TASK GOAL
Please print every record below exactly as it appears, but leave out the pictures.

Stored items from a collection
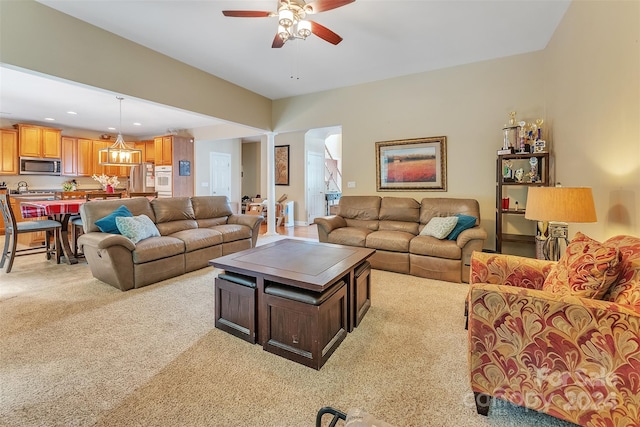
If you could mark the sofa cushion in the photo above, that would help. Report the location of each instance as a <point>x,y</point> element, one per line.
<point>173,209</point>
<point>107,224</point>
<point>137,228</point>
<point>386,240</point>
<point>350,236</point>
<point>93,210</point>
<point>430,246</point>
<point>211,207</point>
<point>464,222</point>
<point>199,238</point>
<point>627,289</point>
<point>233,232</point>
<point>587,269</point>
<point>446,206</point>
<point>155,248</point>
<point>439,227</point>
<point>399,209</point>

RESPONSE FOR THIS EXERCISE
If you could mark the sofa cushion in the photo above, that would help. Report the location of each instance as a <point>x,y</point> element, one per line.
<point>173,209</point>
<point>107,224</point>
<point>137,228</point>
<point>386,240</point>
<point>350,236</point>
<point>93,210</point>
<point>430,246</point>
<point>211,207</point>
<point>464,222</point>
<point>199,238</point>
<point>627,289</point>
<point>233,232</point>
<point>587,269</point>
<point>446,206</point>
<point>155,248</point>
<point>439,227</point>
<point>399,209</point>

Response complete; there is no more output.